■ RECORDS TO USE:
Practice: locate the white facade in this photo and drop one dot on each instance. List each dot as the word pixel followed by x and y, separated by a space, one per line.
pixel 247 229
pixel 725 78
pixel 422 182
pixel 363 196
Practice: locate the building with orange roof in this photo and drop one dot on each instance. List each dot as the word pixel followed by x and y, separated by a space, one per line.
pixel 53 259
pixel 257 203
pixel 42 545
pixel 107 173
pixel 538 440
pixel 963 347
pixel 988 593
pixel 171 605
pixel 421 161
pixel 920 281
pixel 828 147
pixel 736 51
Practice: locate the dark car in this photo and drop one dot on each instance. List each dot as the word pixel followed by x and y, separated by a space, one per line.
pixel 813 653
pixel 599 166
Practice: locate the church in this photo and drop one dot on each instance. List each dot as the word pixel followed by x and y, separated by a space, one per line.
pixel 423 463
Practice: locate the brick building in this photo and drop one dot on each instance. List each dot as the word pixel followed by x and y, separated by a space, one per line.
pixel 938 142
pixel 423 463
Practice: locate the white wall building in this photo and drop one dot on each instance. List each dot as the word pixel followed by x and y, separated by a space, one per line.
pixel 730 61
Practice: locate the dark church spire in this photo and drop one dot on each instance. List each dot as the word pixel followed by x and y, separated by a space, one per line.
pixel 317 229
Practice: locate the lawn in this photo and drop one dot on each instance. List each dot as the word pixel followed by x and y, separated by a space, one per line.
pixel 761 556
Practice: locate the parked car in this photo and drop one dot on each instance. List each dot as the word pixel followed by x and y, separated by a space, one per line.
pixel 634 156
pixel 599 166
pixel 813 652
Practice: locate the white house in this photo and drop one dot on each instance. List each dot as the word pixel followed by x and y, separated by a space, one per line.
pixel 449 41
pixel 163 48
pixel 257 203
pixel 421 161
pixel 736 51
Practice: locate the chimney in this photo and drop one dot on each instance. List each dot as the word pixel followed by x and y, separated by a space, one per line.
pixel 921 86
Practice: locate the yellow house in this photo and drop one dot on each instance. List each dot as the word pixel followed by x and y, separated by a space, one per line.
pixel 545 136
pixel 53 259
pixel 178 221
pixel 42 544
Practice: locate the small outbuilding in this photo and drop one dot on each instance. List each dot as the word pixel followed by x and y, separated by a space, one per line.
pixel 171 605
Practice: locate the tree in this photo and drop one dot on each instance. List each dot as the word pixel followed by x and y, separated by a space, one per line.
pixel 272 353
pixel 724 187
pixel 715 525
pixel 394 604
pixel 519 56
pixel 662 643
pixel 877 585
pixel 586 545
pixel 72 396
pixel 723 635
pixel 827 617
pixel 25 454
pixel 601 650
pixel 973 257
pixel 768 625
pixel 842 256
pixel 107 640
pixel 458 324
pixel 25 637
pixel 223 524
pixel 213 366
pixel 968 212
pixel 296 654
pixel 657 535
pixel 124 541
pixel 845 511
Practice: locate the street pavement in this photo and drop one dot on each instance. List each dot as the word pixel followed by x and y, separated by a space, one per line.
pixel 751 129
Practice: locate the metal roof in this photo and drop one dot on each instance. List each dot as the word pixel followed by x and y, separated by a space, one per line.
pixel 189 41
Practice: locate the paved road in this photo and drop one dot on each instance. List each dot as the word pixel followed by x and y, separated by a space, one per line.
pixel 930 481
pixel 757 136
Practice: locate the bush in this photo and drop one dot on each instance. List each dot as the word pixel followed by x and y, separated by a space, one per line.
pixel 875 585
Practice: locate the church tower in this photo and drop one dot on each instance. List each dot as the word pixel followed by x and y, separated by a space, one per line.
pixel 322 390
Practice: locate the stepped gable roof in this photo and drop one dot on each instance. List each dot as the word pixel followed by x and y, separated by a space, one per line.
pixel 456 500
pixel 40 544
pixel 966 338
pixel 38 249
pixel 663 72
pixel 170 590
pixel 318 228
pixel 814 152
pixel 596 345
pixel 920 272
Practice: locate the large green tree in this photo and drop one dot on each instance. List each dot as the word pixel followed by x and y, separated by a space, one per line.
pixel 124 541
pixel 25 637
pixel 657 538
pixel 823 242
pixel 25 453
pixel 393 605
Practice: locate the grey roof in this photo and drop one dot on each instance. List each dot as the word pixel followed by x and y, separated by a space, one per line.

■ TASK DIRECTIONS:
Rewrite every one of the lines above, substituting "place" for "drop" wherever it occurs and leaving everything else unchanged.

■ RESULT OF THIS TASK:
Practice: locate the white facade in this photo and place one dot on each instance. List each dot as the word pixel followed by x and y, separated by a space, one per line.
pixel 247 229
pixel 725 78
pixel 422 182
pixel 363 196
Practice: locate the building with orange roof in this photo and place one dot on each instance. List each dot as the word pixel followed by x and y, separated by a space, one per line.
pixel 53 259
pixel 257 203
pixel 42 545
pixel 107 173
pixel 538 440
pixel 963 347
pixel 988 593
pixel 171 605
pixel 421 161
pixel 920 281
pixel 828 147
pixel 736 51
Practice: locate the dark car in this photo and place one dot on each instance. List each dot as the word pixel followed by x and y, separated by a space, one per line.
pixel 813 653
pixel 599 166
Practice: locate the church in this photo and place one dot on each instance. List each dot as the word pixel followed by x and y, separated by a space, one per line.
pixel 423 463
Practice: locate the brick building in this photo and place one dot on each instance. List each dot as the word pixel followed by x and y, separated by a space, one per line.
pixel 938 142
pixel 423 463
Practice: locate the white wall building in this photo and place one dot on each instance. List each dot as the word pixel followed by x and y, separated by a space, one per line.
pixel 730 61
Practice: locate the dark church spire in this photo and place one dot on each instance. List each dot as the word pixel followed by x and y, separated by a space, one per line.
pixel 317 229
Practice: locate the lawn in this photo and place one dot on each instance. List each dot as the word pixel followed by x and y, separated by a space, one per line.
pixel 761 556
Practice: locate the parked car in this photo and place one dot on each instance. List each dot as the word pixel followed by x and y, separated by a space, one per line.
pixel 634 156
pixel 599 166
pixel 813 652
Practice: locate the white house in this photo and place one dot on each instance. List each dot as the word pixel followed by x and y, separated by a space, one per line.
pixel 449 41
pixel 163 48
pixel 257 203
pixel 421 161
pixel 736 51
Practice: locate the chimney in this photo and place one dot on each instance. List each dot as the word pixel followed by x and y, separated by a space, one per line.
pixel 921 86
Practice: locate the yellow house in this photo and place one dot on each instance. List each dot as the word pixel followed by x and y, separated by a space, one per line.
pixel 545 136
pixel 53 259
pixel 178 221
pixel 42 544
Practice: locate the small outbuilding in this photo and place one dot on each instance. List each dot as the word pixel followed by x and y, separated by a space, one per line.
pixel 171 605
Practice: locate the tree in this photo and place one dot on each instance. List each dot as the word pixel followed by x and y, separated by a space, one per line.
pixel 272 353
pixel 724 187
pixel 715 525
pixel 394 604
pixel 519 56
pixel 662 643
pixel 877 585
pixel 586 545
pixel 72 396
pixel 723 635
pixel 827 617
pixel 25 454
pixel 601 650
pixel 973 257
pixel 768 625
pixel 842 256
pixel 107 640
pixel 458 324
pixel 25 637
pixel 223 524
pixel 213 366
pixel 968 212
pixel 296 654
pixel 657 535
pixel 124 541
pixel 845 511
Practice: locate the street pavement in this photo and place one dot on each instance. List each dot as the word pixel followed by x and y, separated by a space, one per line.
pixel 751 129
Practice: locate the metal roof in this photo and place one dot on each instance. List each dot as the word pixel followed by x and y, separated by a space, one per line.
pixel 189 41
Practice: locate the paved road in this photo and place one dot on each instance. List each dot as the word pixel followed by x and y, separated by a space, one per line.
pixel 930 481
pixel 757 136
Practice: locate the bush in this photo and place one dot on each instance. List each dot as the word pixel followed by x and y, separated by a space, one per line.
pixel 875 585
Practice: locate the church tower in this photo and place one dot on each instance. List each dot as the word pixel followed by x and y, separated by a space, one per line.
pixel 322 390
Practice: locate the stepped gable roof in this photo and place one dot on each instance. List each dot as the word pixel followed by x and y, separated by a space, one per line.
pixel 456 500
pixel 40 544
pixel 966 338
pixel 38 249
pixel 663 72
pixel 170 590
pixel 318 228
pixel 814 152
pixel 596 345
pixel 920 272
Practice: locate the large green tree in this photo and place one dot on each instance. List each dot as the word pixel followed by x and y, separated by a space, one per line.
pixel 124 541
pixel 25 637
pixel 657 538
pixel 823 242
pixel 25 453
pixel 393 605
Practice: locate the grey roof in this photo and place one dot on each instance. List each dot as the word pixel followed by x and y, separated by a space, one per line.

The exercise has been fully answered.